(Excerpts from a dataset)
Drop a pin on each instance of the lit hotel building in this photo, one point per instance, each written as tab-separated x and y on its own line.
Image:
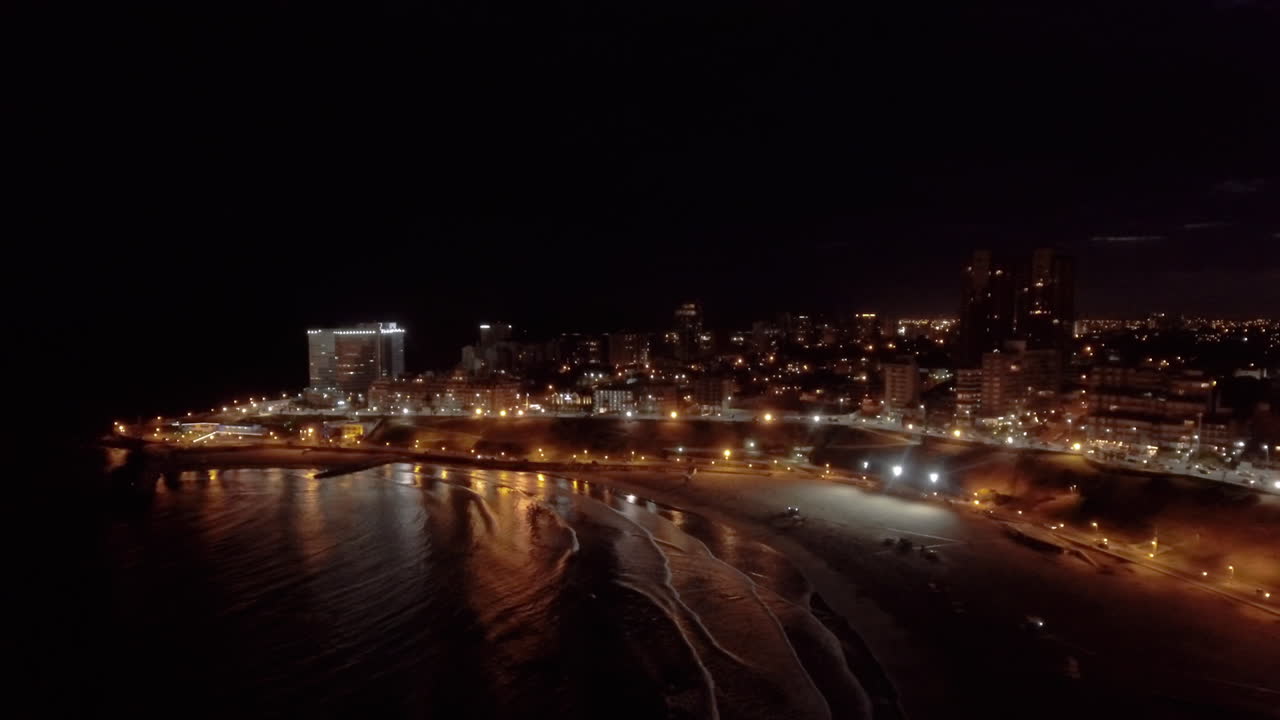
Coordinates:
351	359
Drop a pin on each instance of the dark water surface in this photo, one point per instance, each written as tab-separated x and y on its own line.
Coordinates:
--
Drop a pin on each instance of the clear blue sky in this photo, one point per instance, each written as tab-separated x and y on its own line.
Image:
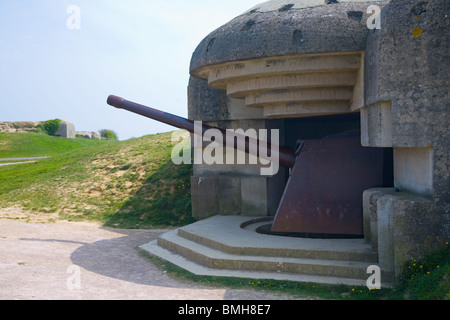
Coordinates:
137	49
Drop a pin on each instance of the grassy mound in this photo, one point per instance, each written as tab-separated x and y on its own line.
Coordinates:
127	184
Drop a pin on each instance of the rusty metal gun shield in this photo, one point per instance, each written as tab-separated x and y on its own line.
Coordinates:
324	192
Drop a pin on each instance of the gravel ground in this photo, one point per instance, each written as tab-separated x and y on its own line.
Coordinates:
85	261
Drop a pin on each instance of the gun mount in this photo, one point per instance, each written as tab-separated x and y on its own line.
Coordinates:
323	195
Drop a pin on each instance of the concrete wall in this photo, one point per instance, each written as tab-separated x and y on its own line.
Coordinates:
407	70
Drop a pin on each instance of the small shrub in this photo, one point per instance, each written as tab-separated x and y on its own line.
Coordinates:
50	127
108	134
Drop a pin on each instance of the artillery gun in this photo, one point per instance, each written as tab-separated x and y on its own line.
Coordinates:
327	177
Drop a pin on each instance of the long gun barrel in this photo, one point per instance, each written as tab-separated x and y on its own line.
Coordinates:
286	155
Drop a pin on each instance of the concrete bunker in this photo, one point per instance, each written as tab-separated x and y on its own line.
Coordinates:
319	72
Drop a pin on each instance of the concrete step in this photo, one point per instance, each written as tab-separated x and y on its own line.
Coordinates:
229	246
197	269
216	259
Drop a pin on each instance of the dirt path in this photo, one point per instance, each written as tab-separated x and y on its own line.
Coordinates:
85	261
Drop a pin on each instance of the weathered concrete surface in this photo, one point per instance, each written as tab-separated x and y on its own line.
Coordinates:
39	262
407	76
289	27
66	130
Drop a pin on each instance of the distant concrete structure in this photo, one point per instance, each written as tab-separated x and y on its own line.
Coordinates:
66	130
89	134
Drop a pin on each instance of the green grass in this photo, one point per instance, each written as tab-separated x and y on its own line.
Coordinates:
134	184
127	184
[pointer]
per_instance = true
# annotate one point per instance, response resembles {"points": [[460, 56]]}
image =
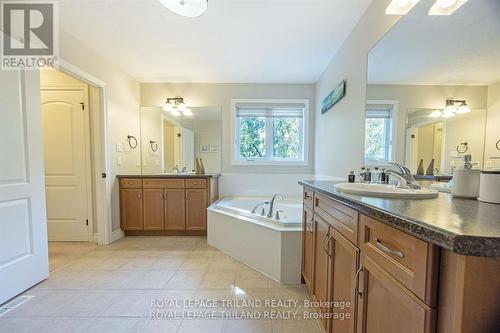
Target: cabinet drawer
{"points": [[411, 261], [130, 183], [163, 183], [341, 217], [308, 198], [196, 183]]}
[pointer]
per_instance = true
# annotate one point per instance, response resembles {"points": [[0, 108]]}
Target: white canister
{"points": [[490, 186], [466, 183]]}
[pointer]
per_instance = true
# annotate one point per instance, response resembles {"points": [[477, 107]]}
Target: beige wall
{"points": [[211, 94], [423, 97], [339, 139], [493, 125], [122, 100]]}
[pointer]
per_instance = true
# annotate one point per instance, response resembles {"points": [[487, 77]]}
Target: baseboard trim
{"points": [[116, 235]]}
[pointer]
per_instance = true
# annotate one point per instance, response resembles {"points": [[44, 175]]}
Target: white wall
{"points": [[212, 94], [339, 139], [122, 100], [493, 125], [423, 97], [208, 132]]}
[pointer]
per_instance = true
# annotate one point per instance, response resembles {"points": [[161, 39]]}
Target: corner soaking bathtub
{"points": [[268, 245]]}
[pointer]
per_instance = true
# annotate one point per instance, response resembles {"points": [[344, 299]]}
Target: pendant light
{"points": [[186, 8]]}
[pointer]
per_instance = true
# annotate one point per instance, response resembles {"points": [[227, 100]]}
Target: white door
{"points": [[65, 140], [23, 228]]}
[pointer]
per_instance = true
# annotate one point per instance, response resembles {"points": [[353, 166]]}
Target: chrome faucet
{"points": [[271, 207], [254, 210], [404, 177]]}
* * *
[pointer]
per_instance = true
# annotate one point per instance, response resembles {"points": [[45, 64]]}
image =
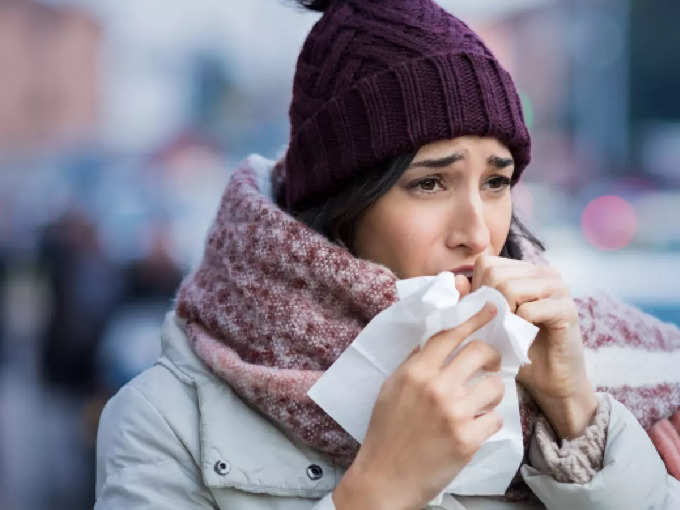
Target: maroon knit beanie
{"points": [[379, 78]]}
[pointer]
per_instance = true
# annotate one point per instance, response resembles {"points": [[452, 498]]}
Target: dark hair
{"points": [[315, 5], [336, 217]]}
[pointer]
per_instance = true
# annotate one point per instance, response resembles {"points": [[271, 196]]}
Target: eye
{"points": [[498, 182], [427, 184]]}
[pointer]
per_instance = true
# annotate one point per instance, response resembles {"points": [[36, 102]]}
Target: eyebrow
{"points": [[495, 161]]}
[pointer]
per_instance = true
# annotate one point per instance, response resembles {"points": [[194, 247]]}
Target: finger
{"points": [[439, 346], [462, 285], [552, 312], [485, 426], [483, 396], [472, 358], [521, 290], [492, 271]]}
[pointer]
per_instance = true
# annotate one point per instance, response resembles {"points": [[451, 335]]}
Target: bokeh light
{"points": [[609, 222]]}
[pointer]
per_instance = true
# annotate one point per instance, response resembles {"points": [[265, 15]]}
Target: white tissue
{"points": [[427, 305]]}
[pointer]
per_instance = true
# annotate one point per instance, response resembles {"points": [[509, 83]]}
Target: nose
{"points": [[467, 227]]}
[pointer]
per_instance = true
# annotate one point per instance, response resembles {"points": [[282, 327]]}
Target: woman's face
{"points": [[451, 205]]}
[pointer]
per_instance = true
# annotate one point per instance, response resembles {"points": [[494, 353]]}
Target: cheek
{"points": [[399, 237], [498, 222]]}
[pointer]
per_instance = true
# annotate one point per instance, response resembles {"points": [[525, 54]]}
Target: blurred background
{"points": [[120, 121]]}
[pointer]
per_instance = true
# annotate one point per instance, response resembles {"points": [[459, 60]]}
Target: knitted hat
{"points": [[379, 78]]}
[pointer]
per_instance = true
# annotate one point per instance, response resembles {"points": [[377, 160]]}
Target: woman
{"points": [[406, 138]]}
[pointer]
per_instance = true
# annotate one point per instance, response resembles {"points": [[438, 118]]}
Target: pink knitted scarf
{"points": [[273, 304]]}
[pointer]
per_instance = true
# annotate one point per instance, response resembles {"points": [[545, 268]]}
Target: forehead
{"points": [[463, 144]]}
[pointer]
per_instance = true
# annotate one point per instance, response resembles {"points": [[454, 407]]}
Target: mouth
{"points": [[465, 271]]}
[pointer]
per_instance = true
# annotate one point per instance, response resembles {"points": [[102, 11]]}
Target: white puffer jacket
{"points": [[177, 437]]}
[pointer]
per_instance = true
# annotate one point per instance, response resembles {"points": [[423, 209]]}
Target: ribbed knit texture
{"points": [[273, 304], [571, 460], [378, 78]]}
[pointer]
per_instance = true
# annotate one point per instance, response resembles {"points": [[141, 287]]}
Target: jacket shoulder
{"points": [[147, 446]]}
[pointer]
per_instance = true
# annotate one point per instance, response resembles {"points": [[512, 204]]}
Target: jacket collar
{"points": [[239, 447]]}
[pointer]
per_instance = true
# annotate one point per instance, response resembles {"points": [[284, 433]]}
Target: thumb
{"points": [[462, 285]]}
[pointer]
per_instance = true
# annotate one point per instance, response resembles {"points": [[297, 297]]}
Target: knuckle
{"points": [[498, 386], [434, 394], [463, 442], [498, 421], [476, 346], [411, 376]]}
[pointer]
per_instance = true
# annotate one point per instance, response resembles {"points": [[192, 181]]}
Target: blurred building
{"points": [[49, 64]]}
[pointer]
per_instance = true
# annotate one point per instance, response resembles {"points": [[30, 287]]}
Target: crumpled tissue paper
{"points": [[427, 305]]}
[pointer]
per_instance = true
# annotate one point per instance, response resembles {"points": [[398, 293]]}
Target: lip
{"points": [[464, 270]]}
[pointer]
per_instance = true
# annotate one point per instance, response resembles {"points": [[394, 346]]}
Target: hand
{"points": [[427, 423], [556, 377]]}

● ASSIGNED TASK
Copy, from the lines above, each one that holds "surface".

● TASK SOLUTION
Drop a pin on each instance of the dark water surface in this photo, one point per instance, each written as tab-separated x and y on its own line.
Drop a pin on each instance of the weathered concrete surface in this photo, one point per instance, each written as tab-separated x and y on its own line.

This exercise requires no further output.